As discussed earlier (128), the town planning experts agreed that a DC cannot be granted for demolition of a building alone, nor for demolition and subdivision together, where that application does not include comprehensive redevelopment of the land, as required by cl 7.19(a) of the LEP.
Thus, any proposed subdivision and redevelopment of the land would have to address the site as a whole.
The Respondent submits that the "exempt development" provisions of the Codes SEPP would not have applied to the land, as at the date of acquisition in July 2015. The Applicant claimed that changes from existing uses as at the date of acquisition from a waste transfer, recycling and resource recovery facility, panel beating, spray painting and mechanical repairs, and a taxi base to other prescribed uses, were "exempt development", under cl 2.20A of the Codes SEPP.
Changes to those existing uses in the NE and SW areas would not have fallen within cl 2.20A of the Codes SEPP as at the date of acquisition. Further, the reference to cl 5A.2 (alterations or additions to an existing building or construction of a new building), with respect to industrial or warehouse purposes, is heavily restricted by the standards relating to industrial buildings, setbacks, size limitations, and the like.

◆ **DATA SECTION**:

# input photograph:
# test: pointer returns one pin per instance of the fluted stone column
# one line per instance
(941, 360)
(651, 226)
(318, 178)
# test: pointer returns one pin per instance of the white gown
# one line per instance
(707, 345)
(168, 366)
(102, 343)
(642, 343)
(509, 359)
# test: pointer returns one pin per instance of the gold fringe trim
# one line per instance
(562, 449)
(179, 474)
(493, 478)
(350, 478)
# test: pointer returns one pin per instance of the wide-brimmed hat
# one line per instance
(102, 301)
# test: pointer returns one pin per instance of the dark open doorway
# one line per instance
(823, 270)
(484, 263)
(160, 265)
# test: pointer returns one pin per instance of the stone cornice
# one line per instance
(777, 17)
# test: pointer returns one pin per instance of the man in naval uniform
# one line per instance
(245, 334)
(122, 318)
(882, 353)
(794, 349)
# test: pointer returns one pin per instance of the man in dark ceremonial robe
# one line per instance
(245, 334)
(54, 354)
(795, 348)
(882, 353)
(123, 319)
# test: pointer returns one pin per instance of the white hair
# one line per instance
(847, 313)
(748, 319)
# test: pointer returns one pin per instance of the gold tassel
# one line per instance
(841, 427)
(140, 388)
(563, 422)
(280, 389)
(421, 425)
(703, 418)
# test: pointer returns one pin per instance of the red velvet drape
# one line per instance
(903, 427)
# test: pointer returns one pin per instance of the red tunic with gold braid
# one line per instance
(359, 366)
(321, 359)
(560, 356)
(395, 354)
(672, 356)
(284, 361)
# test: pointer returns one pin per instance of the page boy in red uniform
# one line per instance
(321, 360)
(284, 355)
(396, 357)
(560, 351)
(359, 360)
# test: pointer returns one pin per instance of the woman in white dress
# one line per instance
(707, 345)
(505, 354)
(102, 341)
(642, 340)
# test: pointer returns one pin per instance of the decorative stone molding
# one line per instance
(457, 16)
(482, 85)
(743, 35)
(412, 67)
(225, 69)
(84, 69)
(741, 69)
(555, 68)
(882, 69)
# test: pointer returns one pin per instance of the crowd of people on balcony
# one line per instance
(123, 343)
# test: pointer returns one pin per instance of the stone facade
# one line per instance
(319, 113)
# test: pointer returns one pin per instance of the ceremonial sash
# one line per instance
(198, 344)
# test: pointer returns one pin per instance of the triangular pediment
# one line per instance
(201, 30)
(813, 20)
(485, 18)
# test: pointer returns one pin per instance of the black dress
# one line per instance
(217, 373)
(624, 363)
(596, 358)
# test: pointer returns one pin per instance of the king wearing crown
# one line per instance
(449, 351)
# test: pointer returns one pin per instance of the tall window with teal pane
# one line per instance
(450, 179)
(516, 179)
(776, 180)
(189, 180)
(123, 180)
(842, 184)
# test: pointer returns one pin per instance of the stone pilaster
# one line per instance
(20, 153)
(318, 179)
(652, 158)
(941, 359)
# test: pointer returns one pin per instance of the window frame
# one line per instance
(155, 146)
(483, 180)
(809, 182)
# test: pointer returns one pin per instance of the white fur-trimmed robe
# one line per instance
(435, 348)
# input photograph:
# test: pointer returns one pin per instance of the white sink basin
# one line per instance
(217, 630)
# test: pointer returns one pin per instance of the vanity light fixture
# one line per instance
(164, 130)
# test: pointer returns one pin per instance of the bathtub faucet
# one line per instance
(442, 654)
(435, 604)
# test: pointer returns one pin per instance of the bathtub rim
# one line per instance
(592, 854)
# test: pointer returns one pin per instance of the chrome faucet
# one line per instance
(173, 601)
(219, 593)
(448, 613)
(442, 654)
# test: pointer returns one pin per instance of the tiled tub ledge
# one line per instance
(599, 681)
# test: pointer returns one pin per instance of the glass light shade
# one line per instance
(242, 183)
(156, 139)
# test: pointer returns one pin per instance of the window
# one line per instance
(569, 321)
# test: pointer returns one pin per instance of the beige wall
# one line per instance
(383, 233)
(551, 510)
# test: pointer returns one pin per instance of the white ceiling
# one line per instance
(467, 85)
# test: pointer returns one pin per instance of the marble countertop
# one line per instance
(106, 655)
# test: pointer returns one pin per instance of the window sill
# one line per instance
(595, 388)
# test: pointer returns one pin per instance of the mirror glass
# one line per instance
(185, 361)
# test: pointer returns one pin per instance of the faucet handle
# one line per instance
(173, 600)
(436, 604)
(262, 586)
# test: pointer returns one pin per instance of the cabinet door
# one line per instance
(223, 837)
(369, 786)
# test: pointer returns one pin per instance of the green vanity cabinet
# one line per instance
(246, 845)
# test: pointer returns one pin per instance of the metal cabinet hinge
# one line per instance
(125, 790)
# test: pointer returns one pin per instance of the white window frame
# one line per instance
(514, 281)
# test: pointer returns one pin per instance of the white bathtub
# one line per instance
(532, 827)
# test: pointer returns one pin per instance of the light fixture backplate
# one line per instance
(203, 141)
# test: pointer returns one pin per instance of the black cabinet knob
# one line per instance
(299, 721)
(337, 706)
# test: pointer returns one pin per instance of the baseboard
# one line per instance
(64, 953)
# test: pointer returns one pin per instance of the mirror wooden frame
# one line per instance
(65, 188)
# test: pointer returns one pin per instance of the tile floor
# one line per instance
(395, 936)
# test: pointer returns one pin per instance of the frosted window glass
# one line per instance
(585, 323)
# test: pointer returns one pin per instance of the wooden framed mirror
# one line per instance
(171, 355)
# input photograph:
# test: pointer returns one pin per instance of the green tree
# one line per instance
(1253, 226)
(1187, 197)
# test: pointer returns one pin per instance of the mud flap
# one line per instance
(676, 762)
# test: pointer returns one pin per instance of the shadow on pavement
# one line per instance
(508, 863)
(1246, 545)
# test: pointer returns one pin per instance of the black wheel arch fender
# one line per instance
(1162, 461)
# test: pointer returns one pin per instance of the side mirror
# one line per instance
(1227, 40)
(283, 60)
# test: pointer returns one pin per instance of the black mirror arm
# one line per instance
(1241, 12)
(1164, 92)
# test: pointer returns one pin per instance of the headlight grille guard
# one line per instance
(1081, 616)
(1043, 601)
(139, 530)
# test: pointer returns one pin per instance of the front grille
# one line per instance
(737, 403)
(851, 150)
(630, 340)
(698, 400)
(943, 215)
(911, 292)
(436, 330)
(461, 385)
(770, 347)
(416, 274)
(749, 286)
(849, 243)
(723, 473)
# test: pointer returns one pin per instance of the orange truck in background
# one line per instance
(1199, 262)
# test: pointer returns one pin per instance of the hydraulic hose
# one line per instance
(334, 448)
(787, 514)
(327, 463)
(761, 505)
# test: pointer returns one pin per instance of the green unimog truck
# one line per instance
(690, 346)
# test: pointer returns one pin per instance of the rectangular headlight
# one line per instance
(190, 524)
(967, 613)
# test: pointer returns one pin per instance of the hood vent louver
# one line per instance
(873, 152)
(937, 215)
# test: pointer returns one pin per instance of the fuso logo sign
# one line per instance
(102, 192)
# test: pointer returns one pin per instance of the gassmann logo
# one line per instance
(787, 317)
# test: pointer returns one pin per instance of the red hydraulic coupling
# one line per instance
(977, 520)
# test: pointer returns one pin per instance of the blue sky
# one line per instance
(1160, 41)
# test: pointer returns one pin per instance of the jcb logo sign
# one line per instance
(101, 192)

◆ **WHAT YOU WILL DO**:
1) Write out the passage of the planning extract starting at "As discussed earlier" and ending at "as a whole.".
2) List every clause number that the planning extract cites.
You can leave the records aside entirely.

◆ **ANSWERS BELOW**:
1)
As discussed earlier (128), the town planning experts agreed that a DC cannot be granted for demolition of a building alone, nor for demolition and subdivision together, where that application does not include comprehensive redevelopment of the land, as required by cl 7.19(a) of the LEP.
Thus, any proposed subdivision and redevelopment of the land would have to address the site as a whole.

2)
7.19(a)
2.20A
5A.2